• _WHAT YOU NEED TO DO_
Copy the material below word for word, leaving out the pictures.
** START OF DATA FOR PROCESSING **
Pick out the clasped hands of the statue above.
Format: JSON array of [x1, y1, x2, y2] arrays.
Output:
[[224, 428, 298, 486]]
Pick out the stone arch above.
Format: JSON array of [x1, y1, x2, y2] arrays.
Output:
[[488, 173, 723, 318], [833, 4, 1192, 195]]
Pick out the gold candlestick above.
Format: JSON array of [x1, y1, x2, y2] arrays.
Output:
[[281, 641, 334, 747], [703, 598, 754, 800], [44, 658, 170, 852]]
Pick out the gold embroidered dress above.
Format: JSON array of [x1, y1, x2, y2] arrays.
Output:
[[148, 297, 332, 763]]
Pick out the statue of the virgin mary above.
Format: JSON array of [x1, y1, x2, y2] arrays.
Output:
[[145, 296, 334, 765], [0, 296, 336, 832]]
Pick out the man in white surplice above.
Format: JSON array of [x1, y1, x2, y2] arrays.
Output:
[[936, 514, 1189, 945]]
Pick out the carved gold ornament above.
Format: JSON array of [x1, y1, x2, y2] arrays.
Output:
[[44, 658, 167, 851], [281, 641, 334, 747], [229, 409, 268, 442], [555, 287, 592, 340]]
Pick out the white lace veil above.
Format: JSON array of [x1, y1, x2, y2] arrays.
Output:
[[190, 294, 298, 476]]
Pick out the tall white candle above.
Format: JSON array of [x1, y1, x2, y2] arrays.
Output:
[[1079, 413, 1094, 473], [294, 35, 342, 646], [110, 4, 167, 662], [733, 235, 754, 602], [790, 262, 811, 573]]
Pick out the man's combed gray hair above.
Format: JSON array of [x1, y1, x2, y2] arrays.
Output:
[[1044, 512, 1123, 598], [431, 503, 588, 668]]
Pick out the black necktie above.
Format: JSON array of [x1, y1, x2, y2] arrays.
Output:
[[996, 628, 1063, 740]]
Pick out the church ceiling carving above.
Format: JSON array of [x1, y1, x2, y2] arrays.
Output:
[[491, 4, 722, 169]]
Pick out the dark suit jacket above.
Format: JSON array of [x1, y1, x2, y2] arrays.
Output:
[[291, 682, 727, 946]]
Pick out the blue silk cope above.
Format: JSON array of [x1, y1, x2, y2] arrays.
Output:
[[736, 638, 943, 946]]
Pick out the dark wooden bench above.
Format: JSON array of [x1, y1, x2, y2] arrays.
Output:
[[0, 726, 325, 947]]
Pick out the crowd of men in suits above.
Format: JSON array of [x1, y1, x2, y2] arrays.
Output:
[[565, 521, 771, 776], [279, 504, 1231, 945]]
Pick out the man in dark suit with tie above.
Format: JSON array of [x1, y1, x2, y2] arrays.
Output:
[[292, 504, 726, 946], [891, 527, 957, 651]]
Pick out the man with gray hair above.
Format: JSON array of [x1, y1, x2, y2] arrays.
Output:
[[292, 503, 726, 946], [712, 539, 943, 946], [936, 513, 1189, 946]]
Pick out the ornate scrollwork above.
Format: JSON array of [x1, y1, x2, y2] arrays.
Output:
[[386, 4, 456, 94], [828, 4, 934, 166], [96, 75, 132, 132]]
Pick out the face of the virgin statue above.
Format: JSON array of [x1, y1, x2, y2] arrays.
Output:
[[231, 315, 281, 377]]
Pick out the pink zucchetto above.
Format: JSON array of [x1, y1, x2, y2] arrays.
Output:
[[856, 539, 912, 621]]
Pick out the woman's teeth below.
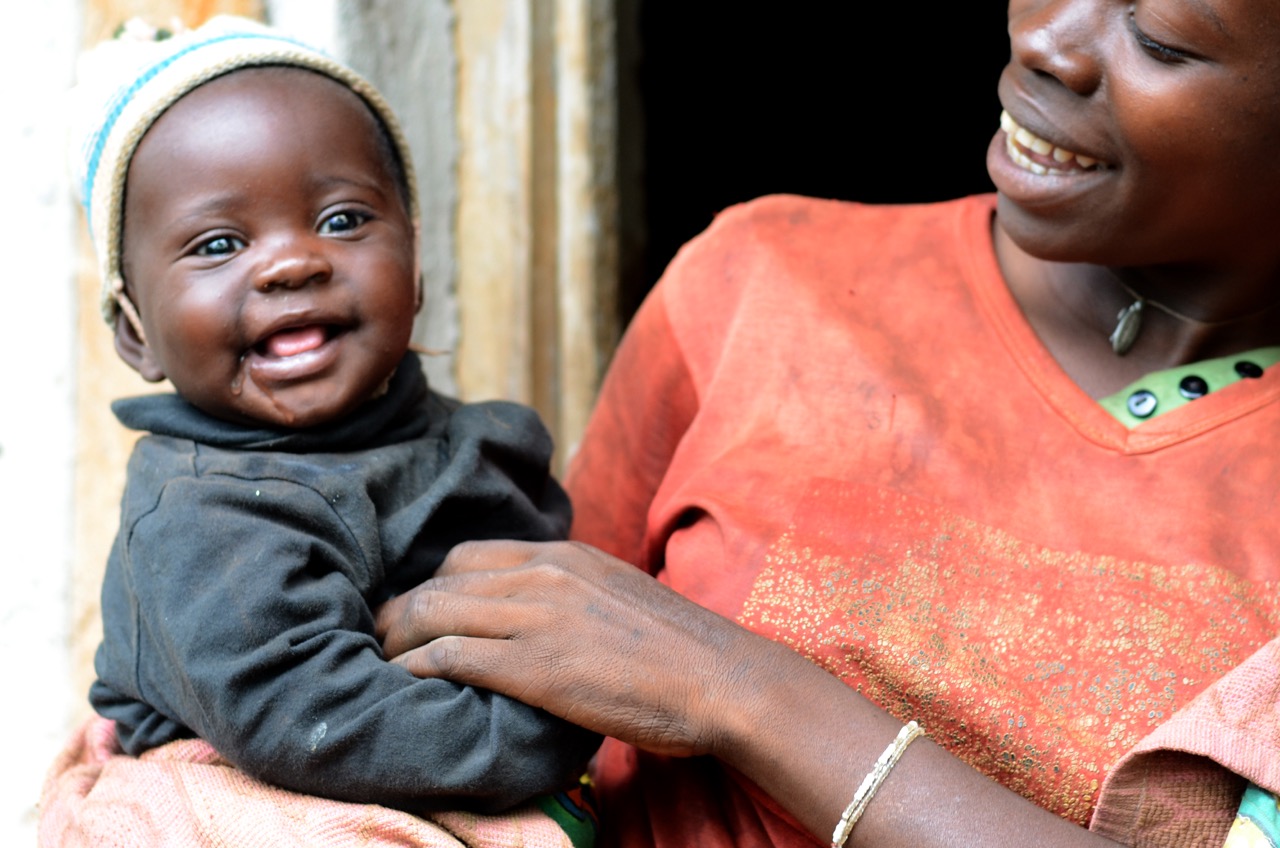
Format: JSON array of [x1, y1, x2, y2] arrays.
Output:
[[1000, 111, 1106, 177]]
** END OF DATA FOR PROCESSING **
• _COMPLETE OUTPUT_
Pick out the clasped hands of the statue above.
Format: JSON array of [x1, y1, x2, y2] arrays.
Output:
[[224, 428, 298, 486]]
Pick out the stone arch above.
Format: JSON array of [x1, y1, x2, y2] arrays.
Output:
[[488, 173, 723, 318], [833, 4, 1192, 195]]
Pick out the gold candlestick above.
Format: JSON array of [x1, y1, x2, y2] arrays.
Output:
[[281, 641, 334, 747], [703, 598, 754, 800], [44, 658, 170, 852]]
Pick out the gold embroidered dress above.
Format: JSON array of [x1, y1, x2, y2] arrays.
Output:
[[148, 297, 332, 763]]
Pick out the statue of the virgin mary above.
Format: JSON array of [x1, y1, x2, y2] arrays.
Output:
[[145, 296, 334, 765], [0, 296, 336, 832]]
Pick out the man in white surplice above.
Format: JSON array of [x1, y1, x2, y2] arrays.
Output:
[[936, 514, 1189, 945]]
Pick out the carved gold ornament above.
Format: JSON array of [x1, y1, x2, y2] arrays.
Output:
[[44, 658, 167, 851], [281, 641, 334, 747], [229, 409, 268, 442], [555, 287, 592, 340]]
Pick out the white lace veil above.
Format: JSON array of [x1, y1, x2, y2] arrays.
Output:
[[190, 294, 298, 476]]
Pick out the tall white candle above.
Format: JSON array of [x1, y1, x2, y2] arrays.
Output:
[[1079, 413, 1094, 473], [294, 35, 342, 646], [110, 4, 167, 662], [733, 235, 754, 602], [790, 262, 811, 573]]
Pick out the man's combed gray hair above.
Format: JSON array of [x1, y1, x2, y2] arrays.
Output:
[[1044, 512, 1123, 598], [431, 503, 588, 668]]
Pick out the black necktie above.
Format: JSON array of [x1, y1, x2, y2] arrays.
Output:
[[996, 628, 1063, 740]]
Pick out the church ceiling carving above.
Format: JSON array of [x1, y1, x2, y2] arrays.
Output:
[[491, 4, 722, 169]]
Pick out the dark suit jacket above.
Format: JSON array of [x1, y1, x2, y2] arrays.
Output:
[[291, 682, 727, 946]]
Pick out the blue silk cope above.
Format: JSON array of [x1, y1, x2, y2] arrays.
Output:
[[736, 638, 943, 946]]
Pick out the dark wooden bench above.
Format: JSON array of [x1, y1, x2, y2] arrays.
Output:
[[0, 726, 325, 947]]
Pick out the crowd of men in suits above.
Format: JSON array of [x1, y1, x2, y2] arrays.
Output:
[[565, 521, 771, 776], [279, 504, 1231, 945]]
Pick out the man in dark suit with tie above.
Format: JSON array of [x1, y1, x2, y2] arrays.
Output:
[[292, 504, 726, 946], [891, 527, 957, 651]]
Pick out the man with gray hair above.
Format: JSON array of [x1, y1, x2, y2] arrays.
Output:
[[292, 503, 726, 946], [712, 539, 943, 946], [936, 513, 1189, 946]]
Pick out the ornate scrollwork above.
Format: JSON array of [x1, y1, x2, y2] arrays.
Output:
[[386, 4, 456, 94], [828, 4, 934, 166], [96, 75, 132, 132]]
Pick out the face of the virgin statue above.
Format: JSON array of [x1, y1, x2, y2] arrays.
Output:
[[231, 315, 281, 377]]
Pick out the pink zucchetto above.
Format: JSON array of [x1, y1, x2, y2] arrays.
Output:
[[856, 539, 912, 621]]
Pick out the woman's teeth below.
Format: JSON array of [x1, y1, x2, y2] arrays.
Output:
[[1000, 111, 1106, 177]]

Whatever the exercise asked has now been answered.